SUPPLIED TEXT:
*** Block opens ***

The federal government first sent out free at-home COVID test kits a few months ago and are now sending a new round. As cases tick up, many of us may be reaching for a leftover kit we have lying around. But not so fast — make sure you check the expiration date on that kit before you use it, says Jared Auclair, director of the Biopharmaceutical Analysis Training Lab at Northeastern University, who joined GBH Morning Edition host Paris Alston to answer questions about COVID tests. This transcript has been edited for clarity and length.

Paris Alston: The producers here at Morning Edition and I were talking about how sometimes you might have some cold medicine sitting around that you might reach for in a pinch past the expiration date. But can you do that with one of these at-home COVID tests?

Jared Auclair: Great question, and let me circle back to the first part first. If you have expired medicine at home, please throw it away. We go through extensive testing of those medications to understand how long they're stable and useful for. And most people, including myself, used to think, "oh, it expired, it's just going to be less effective." Well, that's partly true. But also, the breakdown of those molecules can lead to all kinds of chemicals that you don't want in your body, including things that cause cancer. So throw it away and get new ones.

And the same thing with COVID tests — they expire. Now, they're not going to hurt you if you take an expired test, but an expired test will be less effective. You have a higher chance of seeing a false negative if you use an expired test. Why? Because the chemicals on that test, the antibodies that we're using to detect other chemicals, break down and don't work.

Alston: So help us understand why they don't work. What's the science behind the at-home tests and how does that break down over time?

Auclair: There are several different types of at-home tests, but most of the tests people have these days, sent from the government or from schools, are antigen tests. So what happens is, you take a sample from yourself. You put it on the cartridge, it absorbs into the cartridge and interacts with antibodies or protein molecules. Antibodies are chemicals that are proteins and they can break down. So that antibody has a little chemical on it — that's what we detect, what color metric causes the color that you see on the test. [If] the antibody breaks down or that molecule breaks down on that antibody, the detector — you won't be able to see. So you won't know if you're positive or not. You might get a false negative.

*** Block closes ***

PROBLEMS TO SOLVE:
1. From the interview about expired COVID tests, list in order the steps Jared Auclair gives for how an antigen test works, from taking the sample to the color that appears.
2. Using the interview about expired COVID tests, decide whether each statement agrees with it. Answer yes or no and quote the words that decide it.
(a) Auclair says taking an expired COVID test can hurt you.
(b) Most at-home tests people have these days are antigen tests.
(c) Auclair advises keeping expired medicine for emergencies.

Text-to-region grounding data
*** Block opens ***

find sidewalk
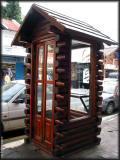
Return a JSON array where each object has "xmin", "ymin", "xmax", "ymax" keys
[{"xmin": 1, "ymin": 114, "xmax": 118, "ymax": 159}]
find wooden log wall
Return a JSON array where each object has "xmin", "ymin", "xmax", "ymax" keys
[
  {"xmin": 53, "ymin": 41, "xmax": 103, "ymax": 156},
  {"xmin": 24, "ymin": 48, "xmax": 31, "ymax": 138},
  {"xmin": 95, "ymin": 43, "xmax": 104, "ymax": 144}
]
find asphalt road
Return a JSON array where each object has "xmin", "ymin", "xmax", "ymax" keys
[{"xmin": 3, "ymin": 110, "xmax": 118, "ymax": 141}]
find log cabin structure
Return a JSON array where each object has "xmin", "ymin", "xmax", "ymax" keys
[{"xmin": 12, "ymin": 4, "xmax": 117, "ymax": 156}]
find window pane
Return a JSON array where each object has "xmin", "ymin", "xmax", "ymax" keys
[
  {"xmin": 70, "ymin": 42, "xmax": 90, "ymax": 117},
  {"xmin": 2, "ymin": 82, "xmax": 25, "ymax": 102},
  {"xmin": 36, "ymin": 83, "xmax": 42, "ymax": 115},
  {"xmin": 46, "ymin": 84, "xmax": 53, "ymax": 119},
  {"xmin": 37, "ymin": 46, "xmax": 43, "ymax": 80},
  {"xmin": 47, "ymin": 44, "xmax": 54, "ymax": 81}
]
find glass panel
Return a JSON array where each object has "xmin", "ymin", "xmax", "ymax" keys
[
  {"xmin": 36, "ymin": 83, "xmax": 42, "ymax": 115},
  {"xmin": 47, "ymin": 44, "xmax": 54, "ymax": 81},
  {"xmin": 1, "ymin": 82, "xmax": 25, "ymax": 102},
  {"xmin": 37, "ymin": 46, "xmax": 44, "ymax": 80},
  {"xmin": 70, "ymin": 41, "xmax": 90, "ymax": 117},
  {"xmin": 46, "ymin": 84, "xmax": 53, "ymax": 119}
]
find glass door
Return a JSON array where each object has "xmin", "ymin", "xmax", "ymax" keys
[{"xmin": 34, "ymin": 41, "xmax": 55, "ymax": 148}]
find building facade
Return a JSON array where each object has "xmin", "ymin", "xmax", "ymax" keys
[{"xmin": 1, "ymin": 19, "xmax": 26, "ymax": 80}]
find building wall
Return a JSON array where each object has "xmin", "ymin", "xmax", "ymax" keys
[{"xmin": 2, "ymin": 30, "xmax": 27, "ymax": 79}]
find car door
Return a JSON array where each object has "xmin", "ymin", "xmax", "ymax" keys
[
  {"xmin": 114, "ymin": 86, "xmax": 119, "ymax": 108},
  {"xmin": 8, "ymin": 88, "xmax": 25, "ymax": 130}
]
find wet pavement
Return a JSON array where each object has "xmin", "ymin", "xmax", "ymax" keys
[{"xmin": 1, "ymin": 114, "xmax": 119, "ymax": 159}]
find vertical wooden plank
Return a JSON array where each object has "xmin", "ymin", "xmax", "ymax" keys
[
  {"xmin": 30, "ymin": 44, "xmax": 35, "ymax": 138},
  {"xmin": 89, "ymin": 44, "xmax": 97, "ymax": 117}
]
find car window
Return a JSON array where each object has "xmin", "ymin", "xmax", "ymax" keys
[
  {"xmin": 1, "ymin": 83, "xmax": 25, "ymax": 102},
  {"xmin": 15, "ymin": 90, "xmax": 25, "ymax": 101}
]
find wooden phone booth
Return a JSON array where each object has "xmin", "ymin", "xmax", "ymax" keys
[{"xmin": 12, "ymin": 4, "xmax": 116, "ymax": 156}]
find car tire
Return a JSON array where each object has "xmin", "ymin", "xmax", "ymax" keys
[{"xmin": 106, "ymin": 102, "xmax": 114, "ymax": 115}]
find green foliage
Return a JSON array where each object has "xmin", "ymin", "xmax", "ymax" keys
[{"xmin": 1, "ymin": 1, "xmax": 21, "ymax": 23}]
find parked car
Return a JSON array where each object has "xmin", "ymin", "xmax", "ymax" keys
[
  {"xmin": 102, "ymin": 79, "xmax": 119, "ymax": 115},
  {"xmin": 1, "ymin": 80, "xmax": 25, "ymax": 131}
]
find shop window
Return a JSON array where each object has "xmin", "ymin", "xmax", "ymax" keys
[{"xmin": 70, "ymin": 40, "xmax": 90, "ymax": 119}]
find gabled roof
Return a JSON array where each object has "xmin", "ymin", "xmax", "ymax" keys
[
  {"xmin": 103, "ymin": 47, "xmax": 118, "ymax": 56},
  {"xmin": 12, "ymin": 4, "xmax": 118, "ymax": 45},
  {"xmin": 2, "ymin": 19, "xmax": 19, "ymax": 31}
]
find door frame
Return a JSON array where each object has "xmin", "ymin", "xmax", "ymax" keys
[{"xmin": 34, "ymin": 40, "xmax": 56, "ymax": 151}]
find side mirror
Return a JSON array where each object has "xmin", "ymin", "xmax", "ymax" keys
[{"xmin": 14, "ymin": 99, "xmax": 24, "ymax": 104}]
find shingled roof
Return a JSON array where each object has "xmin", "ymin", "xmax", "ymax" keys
[{"xmin": 12, "ymin": 4, "xmax": 118, "ymax": 45}]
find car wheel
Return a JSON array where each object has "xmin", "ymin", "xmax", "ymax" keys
[{"xmin": 106, "ymin": 103, "xmax": 114, "ymax": 115}]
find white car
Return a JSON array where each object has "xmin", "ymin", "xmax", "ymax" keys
[{"xmin": 1, "ymin": 80, "xmax": 25, "ymax": 132}]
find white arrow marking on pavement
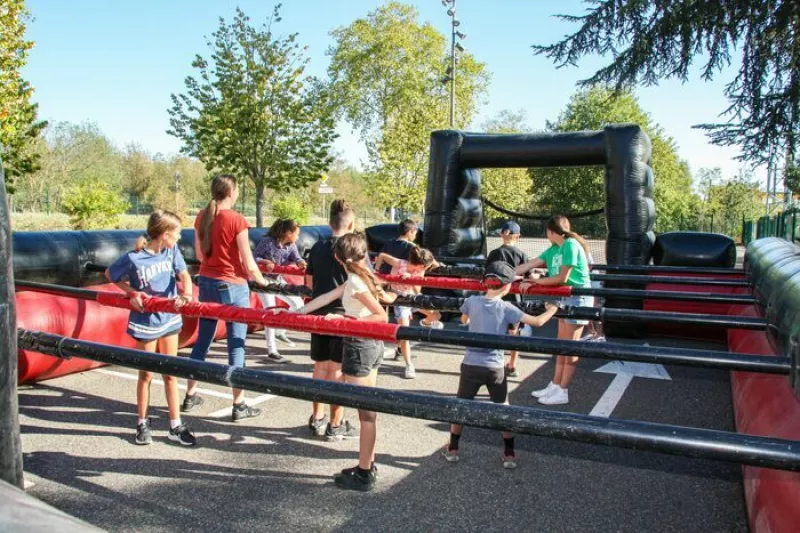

*** Block closes ***

TASK-BY-TASK SOLUTIONS:
1.
1. You take a sample from yourself.
2. You put it on the cartridge.
3. It absorbs into the cartridge.
4. It interacts with antibodies or protein molecules.
5. The little chemical on the antibody is detected, which causes the color you see on the test.

2.
(a) No: "Now, they're not going to hurt you if you take an expired test"
(b) Yes: "most of the tests people have these days, sent from the government or from schools, are antigen tests"
(c) No: "If you have expired medicine at home, please throw it away."